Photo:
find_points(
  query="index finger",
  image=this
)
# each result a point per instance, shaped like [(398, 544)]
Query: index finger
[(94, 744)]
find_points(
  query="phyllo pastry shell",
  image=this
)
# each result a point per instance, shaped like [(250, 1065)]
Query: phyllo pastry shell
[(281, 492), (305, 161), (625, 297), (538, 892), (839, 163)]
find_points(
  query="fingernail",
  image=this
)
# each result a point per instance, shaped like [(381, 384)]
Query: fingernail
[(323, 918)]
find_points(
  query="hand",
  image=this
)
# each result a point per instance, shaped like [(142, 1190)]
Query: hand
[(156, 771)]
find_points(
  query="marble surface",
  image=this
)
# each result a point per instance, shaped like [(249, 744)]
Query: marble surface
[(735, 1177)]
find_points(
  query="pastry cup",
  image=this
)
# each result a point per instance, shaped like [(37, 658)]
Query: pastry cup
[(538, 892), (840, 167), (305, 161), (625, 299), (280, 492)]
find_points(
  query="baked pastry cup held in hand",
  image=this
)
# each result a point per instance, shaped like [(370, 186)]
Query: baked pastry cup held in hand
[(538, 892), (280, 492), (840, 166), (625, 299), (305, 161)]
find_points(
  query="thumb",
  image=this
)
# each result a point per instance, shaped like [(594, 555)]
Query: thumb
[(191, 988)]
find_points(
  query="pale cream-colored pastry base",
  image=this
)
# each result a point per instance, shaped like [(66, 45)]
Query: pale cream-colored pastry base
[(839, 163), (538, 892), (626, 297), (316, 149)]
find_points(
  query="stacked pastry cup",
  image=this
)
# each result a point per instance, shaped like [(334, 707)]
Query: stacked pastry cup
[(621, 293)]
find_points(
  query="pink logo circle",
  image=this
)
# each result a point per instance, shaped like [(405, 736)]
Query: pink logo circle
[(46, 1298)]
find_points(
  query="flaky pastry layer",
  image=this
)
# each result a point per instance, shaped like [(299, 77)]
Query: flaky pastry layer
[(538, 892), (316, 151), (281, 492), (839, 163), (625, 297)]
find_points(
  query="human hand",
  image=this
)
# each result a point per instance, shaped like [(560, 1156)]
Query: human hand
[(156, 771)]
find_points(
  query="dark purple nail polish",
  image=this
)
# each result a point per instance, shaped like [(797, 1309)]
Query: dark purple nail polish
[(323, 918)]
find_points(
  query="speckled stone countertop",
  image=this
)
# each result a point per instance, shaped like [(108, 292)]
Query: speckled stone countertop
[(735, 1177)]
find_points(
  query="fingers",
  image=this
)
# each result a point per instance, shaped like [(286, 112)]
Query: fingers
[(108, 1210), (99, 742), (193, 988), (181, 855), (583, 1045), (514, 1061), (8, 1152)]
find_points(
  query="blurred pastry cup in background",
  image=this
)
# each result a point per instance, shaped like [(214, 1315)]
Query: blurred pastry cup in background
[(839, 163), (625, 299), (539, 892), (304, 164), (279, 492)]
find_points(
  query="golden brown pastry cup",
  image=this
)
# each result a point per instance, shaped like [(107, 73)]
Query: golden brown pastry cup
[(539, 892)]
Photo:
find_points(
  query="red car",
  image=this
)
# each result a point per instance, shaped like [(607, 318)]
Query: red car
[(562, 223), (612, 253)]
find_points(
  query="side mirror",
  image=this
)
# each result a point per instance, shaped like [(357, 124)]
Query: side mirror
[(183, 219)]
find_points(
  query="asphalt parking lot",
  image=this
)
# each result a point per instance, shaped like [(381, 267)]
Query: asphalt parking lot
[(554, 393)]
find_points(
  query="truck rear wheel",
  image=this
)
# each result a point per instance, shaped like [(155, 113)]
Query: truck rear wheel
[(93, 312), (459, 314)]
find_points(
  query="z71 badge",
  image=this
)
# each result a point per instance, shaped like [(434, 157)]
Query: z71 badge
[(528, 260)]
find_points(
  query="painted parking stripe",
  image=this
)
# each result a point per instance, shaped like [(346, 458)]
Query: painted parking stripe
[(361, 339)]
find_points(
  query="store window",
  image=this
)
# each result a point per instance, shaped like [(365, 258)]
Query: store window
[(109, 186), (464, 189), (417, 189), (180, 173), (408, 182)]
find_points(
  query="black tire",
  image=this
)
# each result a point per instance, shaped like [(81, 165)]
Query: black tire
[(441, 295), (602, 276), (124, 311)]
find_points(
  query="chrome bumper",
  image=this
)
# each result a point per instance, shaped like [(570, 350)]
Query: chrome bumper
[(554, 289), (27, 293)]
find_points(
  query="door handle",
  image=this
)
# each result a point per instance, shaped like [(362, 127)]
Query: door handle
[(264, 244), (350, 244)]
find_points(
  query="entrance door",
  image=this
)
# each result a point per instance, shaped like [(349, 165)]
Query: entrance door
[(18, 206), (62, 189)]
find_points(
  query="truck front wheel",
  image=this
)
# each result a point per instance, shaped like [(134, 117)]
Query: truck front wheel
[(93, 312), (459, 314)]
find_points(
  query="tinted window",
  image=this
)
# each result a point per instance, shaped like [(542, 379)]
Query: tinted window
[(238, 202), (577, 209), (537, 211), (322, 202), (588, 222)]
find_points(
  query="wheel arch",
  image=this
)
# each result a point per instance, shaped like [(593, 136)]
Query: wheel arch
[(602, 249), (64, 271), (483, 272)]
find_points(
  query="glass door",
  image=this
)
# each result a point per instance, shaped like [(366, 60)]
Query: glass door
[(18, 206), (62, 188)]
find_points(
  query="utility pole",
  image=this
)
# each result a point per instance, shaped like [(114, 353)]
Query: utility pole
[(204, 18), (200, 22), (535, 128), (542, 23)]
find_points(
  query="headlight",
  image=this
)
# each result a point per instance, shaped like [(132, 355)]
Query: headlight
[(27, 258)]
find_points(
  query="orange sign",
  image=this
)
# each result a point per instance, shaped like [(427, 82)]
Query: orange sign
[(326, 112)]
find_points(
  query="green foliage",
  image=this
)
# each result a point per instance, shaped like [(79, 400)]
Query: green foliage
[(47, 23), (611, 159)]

-.-.-

## Aim of the exercise
Put all of the lines above into a numbered list and leave out any blank lines.

## Task result
1. Photo:
2. find_points(
3.   query="index finger",
4.   image=this
5. )
6. # each result a point per instance, shaped like [(398, 544)]
7. Query: index finger
8. [(94, 744)]
9. find_points(
10.   query="phyllo pastry shell",
11.   image=this
12. )
13. # each result a point per instance, shaped like [(250, 1065)]
14. Query: phyllo pastry shell
15. [(281, 492), (305, 161), (625, 297), (538, 892), (839, 163)]
16. find_points(
17.   query="fingernail",
18.   image=this
19. )
20. # each result a point per instance, shaped like [(381, 384)]
21. Query: fingernail
22. [(323, 918)]
23. find_points(
24.   query="hand",
25.   image=this
26. )
27. # each result a point per instance, shaped like [(142, 1190)]
28. Query: hand
29. [(156, 771)]
30. find_points(
31.   query="marble surface",
32.   image=this
33. )
34. # each result a point per instance, shaped like [(249, 744)]
35. Query: marble surface
36. [(735, 1177)]
37. find_points(
38.   query="pastry cup",
39.   image=this
40. )
41. # each result a point per instance, shaped like [(37, 658)]
42. Query: pastry cup
43. [(538, 892), (840, 167), (305, 161), (625, 299), (280, 492)]
44. find_points(
45.   query="baked pastry cup held in hand",
46.   image=this
47. )
48. # each result a point per instance, shaped like [(370, 186)]
49. Query: baked pastry cup held in hand
50. [(538, 892), (280, 492), (840, 166), (625, 299), (305, 161)]
51. find_points(
52.   query="thumb",
53.   image=this
54. )
55. # each result a point per instance, shaped like [(594, 555)]
56. Query: thumb
57. [(191, 988)]
58. find_points(
59.   query="pale cream-colored pastry base",
60.   image=this
61. )
62. # each result a point per instance, shaped like [(66, 45)]
63. Query: pale cream-colored pastry base
64. [(839, 163), (538, 892), (626, 297), (316, 149)]
65. find_points(
66.   query="stacked pastry cup",
67.   image=this
68. )
69. # each result a point per instance, shaped like [(334, 707)]
70. Query: stacked pastry cup
71. [(621, 293)]
72. find_points(
73.   query="pink logo circle",
74.   image=this
75. )
76. # each result a point per instance, shaped like [(405, 736)]
77. Query: pink logo circle
78. [(46, 1298)]
79. find_points(
80.   query="flaky pastry layer",
81.   image=this
82. )
83. # each result a point per instance, shaped like [(299, 77)]
84. Query: flaky pastry layer
85. [(538, 892), (316, 151), (281, 492), (839, 163), (625, 297)]
86. find_points(
87.   query="human hand",
88.   image=this
89. )
90. # each result a point per instance, shaped like [(560, 1156)]
91. Query: human hand
92. [(156, 771)]
93. find_points(
94.   query="dark purple nail polish",
95.   image=this
96. )
97. # each result a point per instance, shaped like [(797, 1309)]
98. Query: dark purple nail polish
99. [(323, 918)]
100. find_points(
101.   query="speckled stone countertop",
102.   image=this
103. )
104. # each result a point per instance, shaped like [(108, 292)]
105. Query: speckled stone countertop
106. [(735, 1177)]
107. find_points(
108.   query="fingers",
109.   image=this
110. )
111. # each result a point per instance, shaped like [(286, 112)]
112. Query: fingers
113. [(108, 1210), (99, 742), (193, 988), (181, 855), (583, 1045), (514, 1061), (8, 1152)]
114. find_points(
115.   query="blurred pastry cup in background",
116.   image=this
117. )
118. # each result a point per instance, shaped like [(214, 1315)]
119. Query: blurred pastry cup in background
120. [(839, 163), (625, 299), (539, 892), (304, 164), (279, 492)]
121. find_points(
122.   query="golden brown pastry cup",
123.   image=this
124. )
125. # each result a point per instance, shaped like [(107, 73)]
126. Query: golden brown pastry cup
127. [(539, 892)]
128. Photo:
129. find_points(
130.   query="red car",
131.   image=this
132. )
133. # each result a point per instance, shaped like [(607, 318)]
134. Query: red car
135. [(562, 223), (612, 253)]
136. find_points(
137.   query="side mirror",
138.   image=this
139. )
140. # each result a point per instance, shaped like [(357, 124)]
141. Query: side mirror
142. [(183, 219)]
143. find_points(
144.   query="asphalt parking lot",
145.   image=this
146. )
147. # each result a point per instance, shaped like [(381, 267)]
148. Query: asphalt parking lot
149. [(554, 393)]
150. find_points(
151.   query="truck rear wheel",
152.   image=this
153. )
154. # each result a point per instance, shaped like [(155, 113)]
155. Query: truck rear wheel
156. [(93, 312), (459, 314)]
157. find_points(
158.   query="z71 badge",
159.   image=this
160. )
161. # each result a point per instance, shaped like [(434, 157)]
162. Query: z71 badge
163. [(528, 260)]
164. find_points(
165.   query="painted parking stripe",
166.   image=this
167. )
168. # each result a point per instance, shaped like [(346, 458)]
169. Query: painted parking stripe
170. [(361, 339)]
171. find_points(
172.   query="store window",
173.   image=this
174. )
175. # each result a point per instance, shaped like [(365, 258)]
176. Query: store window
177. [(109, 186), (464, 189), (417, 189), (180, 173), (408, 182)]
178. find_points(
179.   query="black tire",
180.   image=this
181. )
182. # each result a point per instance, shaped like [(81, 165)]
183. Query: black tire
184. [(441, 295), (602, 276), (124, 311)]
185. find_points(
186.   query="chrome bumper",
187.   image=this
188. )
189. # each result a point per instance, shaped like [(570, 350)]
190. Query: chrome bumper
191. [(554, 289), (27, 293)]
192. find_points(
193.   query="door handle",
194.   image=this
195. )
196. # each result a point per instance, shaped like [(362, 127)]
197. Query: door handle
198. [(264, 244), (350, 244)]
199. find_points(
200.   query="entrance door",
201.   image=this
202. )
203. # each result a point per instance, shaped like [(349, 165)]
204. Query: entrance door
205. [(18, 206), (62, 189)]
206. find_points(
207.   query="truck front wheel",
208.   image=this
209. )
210. # each result a point per instance, shaped like [(134, 117)]
211. Query: truck front wheel
212. [(93, 312), (459, 314)]
213. find_points(
214.   query="tinted window",
215.   image=this
216. )
217. # each result a point per instance, shaped like [(542, 379)]
218. Query: tinted window
219. [(238, 202), (577, 209), (537, 211), (322, 202), (588, 222)]
220. find_points(
221.   query="wheel arch",
222.   image=this
223. )
224. # each result a point per instance, shaped like [(593, 136)]
225. Query: wheel arch
226. [(602, 249), (64, 271), (483, 272)]
227. find_points(
228.   query="glass door",
229.   image=this
230. )
231. # each result a point per instance, shaped like [(366, 60)]
232. Query: glass door
233. [(18, 206), (62, 188)]
234. find_points(
235.   query="utility pole",
236.   image=this
237. )
238. # each result a point per instance, shaped like [(114, 353)]
239. Query: utility pole
240. [(204, 18), (200, 22), (535, 128), (542, 23)]
241. find_points(
242.   query="headlight",
243.   image=this
244. )
245. # each result a point per instance, shaped like [(132, 355)]
246. Query: headlight
247. [(27, 258)]
248. find_points(
249.   query="orange sign",
250.   image=this
251. )
252. # each result a point per instance, shaped like [(427, 82)]
253. Query: orange sign
254. [(326, 112)]
255. find_points(
256.   query="green foliage",
257.   image=this
258. )
259. # each result a point per instance, shaped like [(79, 400)]
260. Query: green foliage
261. [(47, 23), (611, 159)]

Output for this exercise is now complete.